(Page excerpt)
Nine people were arrested in Malmö, Sweden, and Málaga, Spain, this week as a result of a collaboration between Swedish and Spanish police.

Nine from Sweden arrested for murder in Spain
The arrests were made as part of 'Operation Rueda'. Photo: Cuerpo Nacional de Policía
The arrestees are suspected of being part of a criminal network believed to be behind two murders in southern Spain. All nine are from Sweden. 
 
Three of the arrests were made in Málaga while the other six individuals were arrested in Malmö. The arrests came in a series of coordinated police actions at the beginning of the week as part of what Spanish police have dubbed ‘Operation Rueda’. 
 
According to the Spanish National Police Corps, the three detainees – seven men and two women – have links to a criminal organization suspected of carrying out two murders in the Andalusian cities of Estepona and Marbella.
 
“These are people who are part of the criminal environment in Malmö and they are very well-known to us,” Petra Stenkula, the head of investigations in Sweden’s South police region, told Swedish news agency TT. “There are people who have previously been detained and suspected of murder, assassination, and other types of crime. There isn’t a single one of them who hasn’t been previously detained.”

(Supplied data)
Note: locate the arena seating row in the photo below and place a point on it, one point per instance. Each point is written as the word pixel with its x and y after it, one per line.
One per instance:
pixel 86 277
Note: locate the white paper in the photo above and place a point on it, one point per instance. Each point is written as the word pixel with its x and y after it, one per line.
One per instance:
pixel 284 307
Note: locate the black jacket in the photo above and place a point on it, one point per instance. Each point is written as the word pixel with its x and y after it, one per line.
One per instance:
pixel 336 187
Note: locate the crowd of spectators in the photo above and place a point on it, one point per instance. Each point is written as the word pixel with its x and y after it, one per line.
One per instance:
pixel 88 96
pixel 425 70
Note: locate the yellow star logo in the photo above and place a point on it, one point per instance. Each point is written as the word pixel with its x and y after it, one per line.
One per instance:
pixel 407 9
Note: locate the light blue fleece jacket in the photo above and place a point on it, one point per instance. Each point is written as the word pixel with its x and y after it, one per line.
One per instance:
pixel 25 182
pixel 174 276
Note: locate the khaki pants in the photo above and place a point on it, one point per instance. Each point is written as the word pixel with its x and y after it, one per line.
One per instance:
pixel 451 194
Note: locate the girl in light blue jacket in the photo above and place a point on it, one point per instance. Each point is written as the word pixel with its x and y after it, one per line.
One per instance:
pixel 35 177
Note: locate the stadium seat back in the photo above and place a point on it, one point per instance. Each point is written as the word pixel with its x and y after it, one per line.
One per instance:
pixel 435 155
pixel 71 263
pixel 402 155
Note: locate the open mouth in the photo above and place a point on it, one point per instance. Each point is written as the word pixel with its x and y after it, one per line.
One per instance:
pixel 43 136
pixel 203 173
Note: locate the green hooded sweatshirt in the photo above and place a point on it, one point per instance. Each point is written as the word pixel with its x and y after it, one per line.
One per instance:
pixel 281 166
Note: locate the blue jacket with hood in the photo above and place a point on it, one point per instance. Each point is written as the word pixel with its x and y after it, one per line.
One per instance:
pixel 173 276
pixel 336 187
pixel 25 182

(Tasks to carry out)
#1 Reproduce, word for word, the stretch of the article on the Malmö and Málaga arrests from "Nine from Sweden" through "are from Sweden.".
#2 Scale the rows from the line containing "Note: locate the khaki" through the line containing "pixel 35 177", both ends included. Write those lines out again, requests and all, with every pixel coordinate in the answers multiplied by 0.95 and rounded to a whole number (halves up), and give nothing beyond them.

(Responses to the tasks)
#1
Nine from Sweden arrested for murder in Spain
The arrests were made as part of 'Operation Rueda'. Photo: Cuerpo Nacional de Policía
The arrestees are suspected of being part of a criminal network believed to be behind two murders in southern Spain. All nine are from Sweden.

#2
Note: locate the khaki pants in the photo above and place a point on it, one point per instance. Each point is written as the word pixel with its x and y after it, one per line.
One per instance:
pixel 428 184
Note: locate the girl in light blue jacket in the photo above and place a point on it, one point per instance. Each point is written as the word pixel with its x and y after it, one per line.
One per instance:
pixel 33 168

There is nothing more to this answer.